▶ **EXTRACT PROVIDED**:
↓

Ive been sorting out Ollies wardrobe today. Its seriously jam-packed already! Ill still buy more though  I love like the little dungarees and stuff you can get for baby boys. So cute!

Lol, I could have a date on Wednesday... I might not go though. Itll seem a bit weird. The guy though... omg. I should have stuck with him when I had the chance but silly me decided I couldnt be bothered! Haha. Dammit.


----------



## chocojen

Blue lilgemsy, with pirate accesories and red and white accents!!!!!

Loopy thats the same as we have gone for!


----------



## CottlestonPie

Aw we're painting the nursey today too! It's got built in wardrobes... They will be painted white and the walls blue. DF is doing the last wall at the mo, I'll join him later but im fresh out of the bath!!

Dungarees are amazing. I got some gorgeous little ones the other day from ebay with a robot on one leg. Too cute :D


----------



## gertrude

I've ordered the pram/pushchair thing :D and spent WAY more than I intended to

I've been faffing for ages as I just didn't LIKE any of them, or at least I didn't like any of the ones that did what we wanted. It was going to be between the Britax b-smart 4 or the babystyle oyster but we hadn't done anything about it as we were just "meh" about them both

But we've pre-ordered the new (to the UK anyway) uppababy and I'm excited :D we saw it, we BOTH love it, and it does what we want it to do! YAY!

Now can you all please keep everything you have 2 of crossed that it is delivered on time?


----------



## CrazyBird

Choco - charlie and george are the names we like but I think we're going with george. Everyone I ask loves the name george and its cute for a baby but also good for a boy/adult. 

Loopy we have bought the sola aswell but in black. 

Gurtrude I am really suffering with the pelvic pain. Its worse at night when I'm in bed I am peeing so much and its really doing my head in. 
Is anyone else going to the toilet at least 3 times in the night?

Rainbow hope your out of hospital soon, I quite liked being in hospital for 3 nights as meant I coulf just relax without having to worry about cooking and cleaning :)


----------



## gertrude

crazybird - I'm having a lazy day today and the pain isn't there at all. But yep weeing more than I have throughout this whole pregnancy! Hoping once I adjust to the new position it'll ease off again (or I'll get used to it and stop noticing :D)

I'm sat here today wondering how the hell there is a baby in here, I think I've got used to being this big now :D 

Oh how I love lazy sundays - if only I had some bread for a egg butty it would be perfect :D


----------



## CrazyBird

I'm also having a lazy day. Just can't get comfy on the sofa as my back aches.
I've got used to getting up 3 or 4 times in the night as its been going on for so long. I just waddle to the toilet as in pain from lying down. 

I'm fed up of not being able to fit in anything. I've been wearing my normal size 12 tops but now they are just too tight on my bump but I don't want to buy maternity tops as only have 10 weeks left. Don't know what to do.

↑

▶ **Records from a data source**:
↓

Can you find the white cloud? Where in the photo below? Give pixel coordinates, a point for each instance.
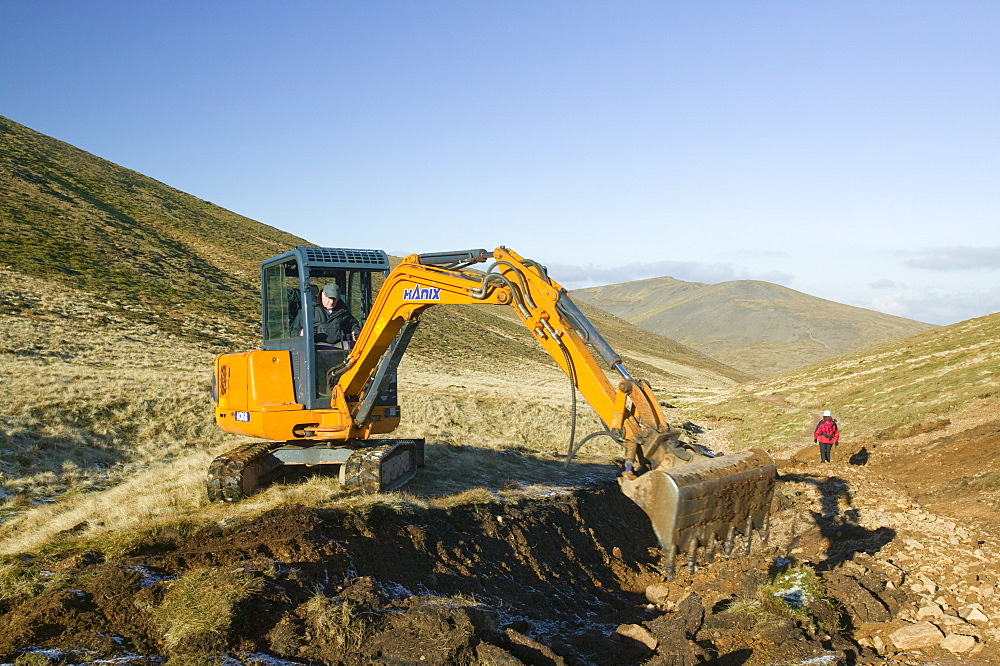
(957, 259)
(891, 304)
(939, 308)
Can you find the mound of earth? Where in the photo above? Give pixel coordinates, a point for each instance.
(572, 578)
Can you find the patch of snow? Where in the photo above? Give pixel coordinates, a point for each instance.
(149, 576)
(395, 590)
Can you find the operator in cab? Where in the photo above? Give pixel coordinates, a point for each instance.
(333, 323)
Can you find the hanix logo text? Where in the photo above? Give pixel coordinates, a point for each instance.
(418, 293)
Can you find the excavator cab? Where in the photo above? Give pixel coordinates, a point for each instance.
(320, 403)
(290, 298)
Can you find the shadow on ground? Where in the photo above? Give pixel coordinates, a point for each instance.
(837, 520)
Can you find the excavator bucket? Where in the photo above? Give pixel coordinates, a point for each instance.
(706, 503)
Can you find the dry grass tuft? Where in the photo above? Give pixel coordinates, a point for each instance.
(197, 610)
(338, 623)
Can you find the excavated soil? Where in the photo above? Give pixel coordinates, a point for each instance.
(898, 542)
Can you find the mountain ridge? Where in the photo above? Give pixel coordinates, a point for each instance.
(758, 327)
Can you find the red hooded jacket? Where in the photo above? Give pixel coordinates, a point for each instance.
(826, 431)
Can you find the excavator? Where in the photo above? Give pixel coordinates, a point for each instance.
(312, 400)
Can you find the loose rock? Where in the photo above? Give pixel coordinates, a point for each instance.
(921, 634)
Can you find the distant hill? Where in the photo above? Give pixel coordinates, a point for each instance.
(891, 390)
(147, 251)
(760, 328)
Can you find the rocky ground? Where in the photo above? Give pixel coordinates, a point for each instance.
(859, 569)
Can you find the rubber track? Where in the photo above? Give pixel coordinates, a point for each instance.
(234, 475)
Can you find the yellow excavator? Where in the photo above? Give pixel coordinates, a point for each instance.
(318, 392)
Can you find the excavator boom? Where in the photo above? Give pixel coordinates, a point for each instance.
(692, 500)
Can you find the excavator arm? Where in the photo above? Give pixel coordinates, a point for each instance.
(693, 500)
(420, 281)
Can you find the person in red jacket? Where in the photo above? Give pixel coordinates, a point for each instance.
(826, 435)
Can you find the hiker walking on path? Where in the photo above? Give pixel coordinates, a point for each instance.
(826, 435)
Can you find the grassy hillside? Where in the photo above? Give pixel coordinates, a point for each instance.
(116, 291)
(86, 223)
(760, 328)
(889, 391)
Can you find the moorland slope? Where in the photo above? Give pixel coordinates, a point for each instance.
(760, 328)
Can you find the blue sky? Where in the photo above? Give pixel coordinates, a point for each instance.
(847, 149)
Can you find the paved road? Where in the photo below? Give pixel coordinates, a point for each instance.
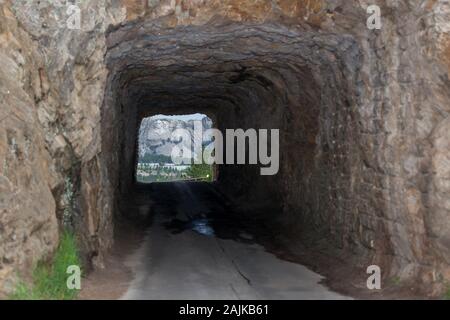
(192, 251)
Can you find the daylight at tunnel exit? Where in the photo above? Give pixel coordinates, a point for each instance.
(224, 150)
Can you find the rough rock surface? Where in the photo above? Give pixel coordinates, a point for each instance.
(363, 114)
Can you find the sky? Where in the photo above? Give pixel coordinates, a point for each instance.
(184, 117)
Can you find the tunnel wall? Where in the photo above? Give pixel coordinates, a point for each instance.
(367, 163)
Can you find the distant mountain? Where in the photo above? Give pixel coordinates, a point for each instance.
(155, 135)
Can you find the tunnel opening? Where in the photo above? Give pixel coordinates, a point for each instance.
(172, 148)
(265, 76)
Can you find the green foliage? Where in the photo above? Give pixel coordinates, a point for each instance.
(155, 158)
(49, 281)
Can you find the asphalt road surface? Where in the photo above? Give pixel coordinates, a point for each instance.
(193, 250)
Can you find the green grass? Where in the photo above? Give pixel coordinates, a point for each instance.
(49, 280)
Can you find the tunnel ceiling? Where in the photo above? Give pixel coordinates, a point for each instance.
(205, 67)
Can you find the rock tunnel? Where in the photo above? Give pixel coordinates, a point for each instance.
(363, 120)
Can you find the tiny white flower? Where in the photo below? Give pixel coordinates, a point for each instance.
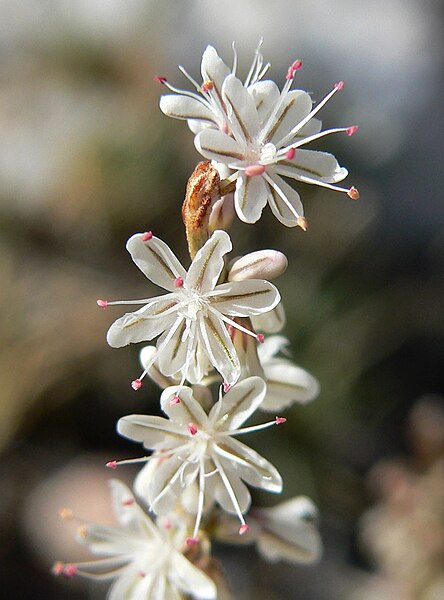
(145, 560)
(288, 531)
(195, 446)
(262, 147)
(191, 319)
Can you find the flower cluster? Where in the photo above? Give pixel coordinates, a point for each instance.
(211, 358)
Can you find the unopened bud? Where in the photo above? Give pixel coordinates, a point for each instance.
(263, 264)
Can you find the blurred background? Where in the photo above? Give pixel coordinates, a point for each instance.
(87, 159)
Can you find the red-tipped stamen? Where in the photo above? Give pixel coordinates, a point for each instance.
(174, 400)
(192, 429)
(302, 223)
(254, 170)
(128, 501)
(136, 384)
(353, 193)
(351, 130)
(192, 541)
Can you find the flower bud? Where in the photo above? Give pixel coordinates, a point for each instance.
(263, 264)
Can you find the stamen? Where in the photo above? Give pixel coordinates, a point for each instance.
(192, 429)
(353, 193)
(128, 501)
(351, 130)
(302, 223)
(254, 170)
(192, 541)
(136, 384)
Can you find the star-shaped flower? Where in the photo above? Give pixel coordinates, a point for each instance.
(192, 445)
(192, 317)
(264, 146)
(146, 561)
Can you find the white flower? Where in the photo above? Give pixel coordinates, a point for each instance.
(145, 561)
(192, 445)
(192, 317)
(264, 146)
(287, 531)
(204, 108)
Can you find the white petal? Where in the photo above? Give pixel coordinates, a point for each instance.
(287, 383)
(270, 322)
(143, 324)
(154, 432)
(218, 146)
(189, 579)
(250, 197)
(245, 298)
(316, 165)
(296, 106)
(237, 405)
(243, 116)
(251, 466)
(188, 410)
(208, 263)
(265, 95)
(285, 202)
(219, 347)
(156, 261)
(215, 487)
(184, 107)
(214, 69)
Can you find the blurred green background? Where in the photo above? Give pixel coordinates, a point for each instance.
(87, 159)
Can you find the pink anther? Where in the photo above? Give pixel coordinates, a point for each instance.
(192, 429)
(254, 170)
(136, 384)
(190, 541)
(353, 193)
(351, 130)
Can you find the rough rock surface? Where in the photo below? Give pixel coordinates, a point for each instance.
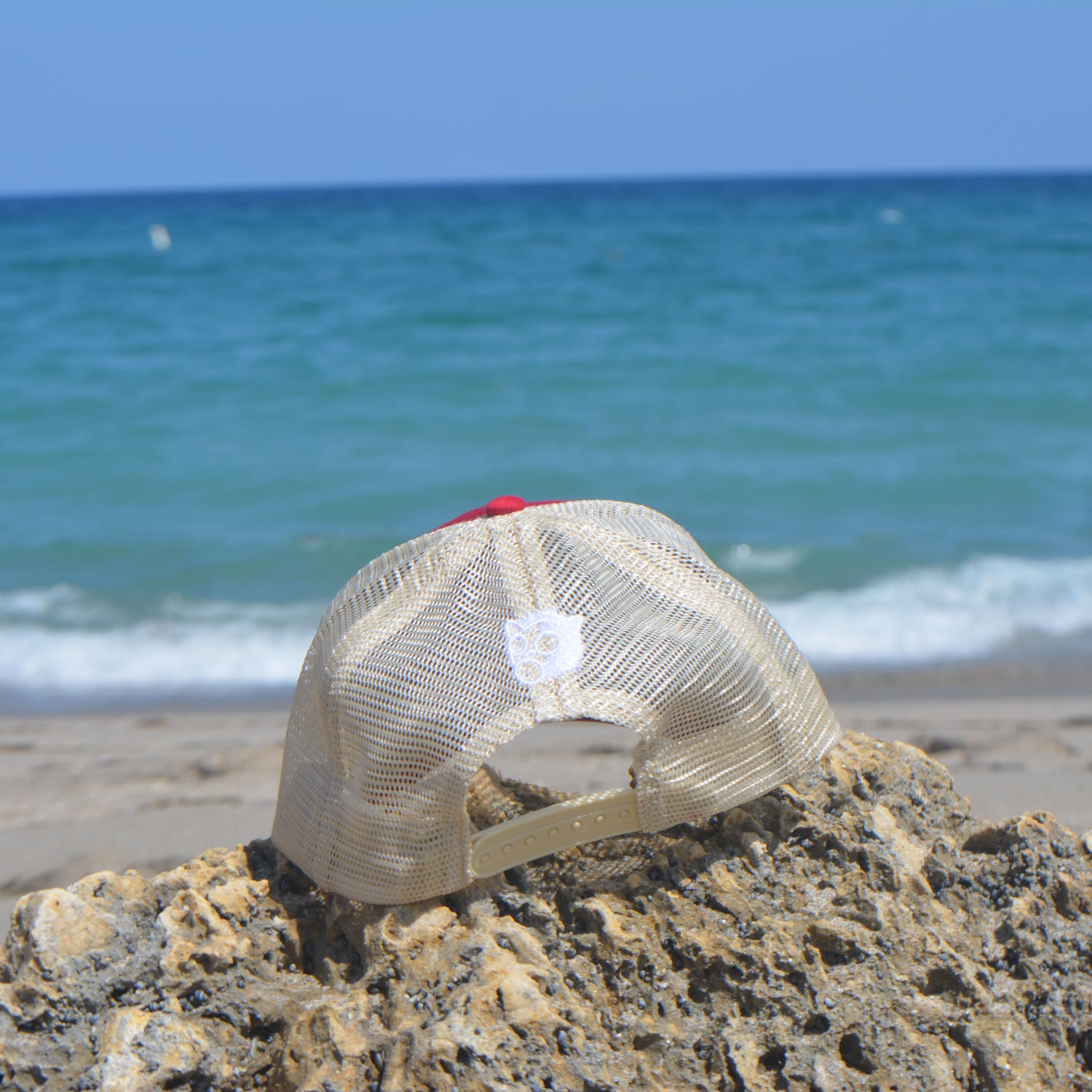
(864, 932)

↑

▶ **REQUIRED WORK**: Continue the forum thread about pregnancy and getting ready for a baby, writing what comes after its last post.

▶ **TASK RESPONSE**:
----------



## caro103

Gertrude, oh I'm sooo jealous! I really loved the uppababy too, but DH put his foot down on the price! I should have started with an icandi and then he'd have thought he was getting a bargain :haha:. So instead we went for the britax b smart 4, which is still a fab pram, just some small differences in the uppababy one!

Crazy...seriously but some maternity tops! they're sooo much more comfy. I got a couple cheap plain ones at new look, and next do a pack of 2 for about £16 I think. I'm way more comfy than before and not constantly pulling them back down over my bump! Plus you'll prob get use out of them after delivery anyways :) xx


----------



## gertrude

oh I got maternity tops at about 13 weeks, bought 4/5 and they will see me out :) so pleased I did tbh as I've got my monies worth :)

treat yourself, it really is worth it :)


----------



## gertrude

caro - it helps that my brother has the icandy and OH's brother has a quinny :D they already set precendent (and my MIL has bought it for us too :))

we liked the britax but wasn't sold on it at all but up until yesterday it was going to be the one for us :) then we saw the uppababy on kiddicare, went there yesterday for a nose and ordered it there and then

if it doesn't arrive in the UK in time we'll be back to the britax no worries :)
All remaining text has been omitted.